◆ TASK DESCRIPTION ◆
Without altering a single word, repeat the records that follow.
═════ EXERCISE DATA
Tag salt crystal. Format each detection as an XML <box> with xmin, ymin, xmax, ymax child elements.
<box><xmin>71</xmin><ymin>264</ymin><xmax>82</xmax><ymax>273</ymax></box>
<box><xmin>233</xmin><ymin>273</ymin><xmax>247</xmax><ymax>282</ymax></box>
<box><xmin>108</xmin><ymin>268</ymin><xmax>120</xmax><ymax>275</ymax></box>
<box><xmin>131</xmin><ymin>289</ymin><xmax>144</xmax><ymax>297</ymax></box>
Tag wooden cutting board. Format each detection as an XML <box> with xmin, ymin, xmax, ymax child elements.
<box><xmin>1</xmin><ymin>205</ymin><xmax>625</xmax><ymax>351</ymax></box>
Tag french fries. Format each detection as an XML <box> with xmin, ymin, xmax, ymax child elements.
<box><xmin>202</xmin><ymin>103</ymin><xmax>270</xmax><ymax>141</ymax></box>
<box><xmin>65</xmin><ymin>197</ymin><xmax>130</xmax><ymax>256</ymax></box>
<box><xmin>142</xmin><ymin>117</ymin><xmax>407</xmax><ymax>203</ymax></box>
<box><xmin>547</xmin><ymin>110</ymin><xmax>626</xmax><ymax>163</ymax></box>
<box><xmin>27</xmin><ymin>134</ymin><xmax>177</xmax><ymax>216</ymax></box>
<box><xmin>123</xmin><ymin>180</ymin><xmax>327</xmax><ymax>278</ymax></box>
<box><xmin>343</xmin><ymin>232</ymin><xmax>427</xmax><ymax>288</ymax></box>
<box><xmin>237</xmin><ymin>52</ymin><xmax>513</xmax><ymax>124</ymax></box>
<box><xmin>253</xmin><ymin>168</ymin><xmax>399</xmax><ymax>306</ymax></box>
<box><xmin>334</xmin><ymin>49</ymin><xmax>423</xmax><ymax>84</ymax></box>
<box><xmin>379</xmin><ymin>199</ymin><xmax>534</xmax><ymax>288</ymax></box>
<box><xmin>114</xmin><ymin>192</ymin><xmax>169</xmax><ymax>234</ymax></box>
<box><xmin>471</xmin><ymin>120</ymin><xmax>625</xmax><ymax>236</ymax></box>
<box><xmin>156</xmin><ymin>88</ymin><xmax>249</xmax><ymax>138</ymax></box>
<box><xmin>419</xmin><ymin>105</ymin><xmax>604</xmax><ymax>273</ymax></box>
══════════
◆ COMPLETED EXERCISE ◆
Tag salt crystal. Format each detection as an XML <box> with xmin, ymin, xmax, ymax child elements.
<box><xmin>71</xmin><ymin>264</ymin><xmax>82</xmax><ymax>273</ymax></box>
<box><xmin>233</xmin><ymin>273</ymin><xmax>247</xmax><ymax>282</ymax></box>
<box><xmin>108</xmin><ymin>268</ymin><xmax>120</xmax><ymax>275</ymax></box>
<box><xmin>131</xmin><ymin>289</ymin><xmax>144</xmax><ymax>297</ymax></box>
Tag wooden cutting board. Format each detection as an XML <box> with xmin, ymin, xmax, ymax child elements.
<box><xmin>1</xmin><ymin>205</ymin><xmax>625</xmax><ymax>351</ymax></box>
Tag french fries. Format each detection as an XML <box> with xmin, ymin, xmax, ymax child elements.
<box><xmin>202</xmin><ymin>103</ymin><xmax>270</xmax><ymax>141</ymax></box>
<box><xmin>65</xmin><ymin>197</ymin><xmax>130</xmax><ymax>256</ymax></box>
<box><xmin>142</xmin><ymin>117</ymin><xmax>407</xmax><ymax>203</ymax></box>
<box><xmin>547</xmin><ymin>110</ymin><xmax>626</xmax><ymax>163</ymax></box>
<box><xmin>27</xmin><ymin>134</ymin><xmax>177</xmax><ymax>216</ymax></box>
<box><xmin>123</xmin><ymin>180</ymin><xmax>327</xmax><ymax>278</ymax></box>
<box><xmin>343</xmin><ymin>232</ymin><xmax>427</xmax><ymax>288</ymax></box>
<box><xmin>237</xmin><ymin>52</ymin><xmax>513</xmax><ymax>124</ymax></box>
<box><xmin>253</xmin><ymin>168</ymin><xmax>399</xmax><ymax>306</ymax></box>
<box><xmin>334</xmin><ymin>49</ymin><xmax>423</xmax><ymax>84</ymax></box>
<box><xmin>379</xmin><ymin>199</ymin><xmax>534</xmax><ymax>288</ymax></box>
<box><xmin>114</xmin><ymin>192</ymin><xmax>169</xmax><ymax>234</ymax></box>
<box><xmin>471</xmin><ymin>120</ymin><xmax>625</xmax><ymax>236</ymax></box>
<box><xmin>156</xmin><ymin>88</ymin><xmax>249</xmax><ymax>138</ymax></box>
<box><xmin>419</xmin><ymin>105</ymin><xmax>604</xmax><ymax>273</ymax></box>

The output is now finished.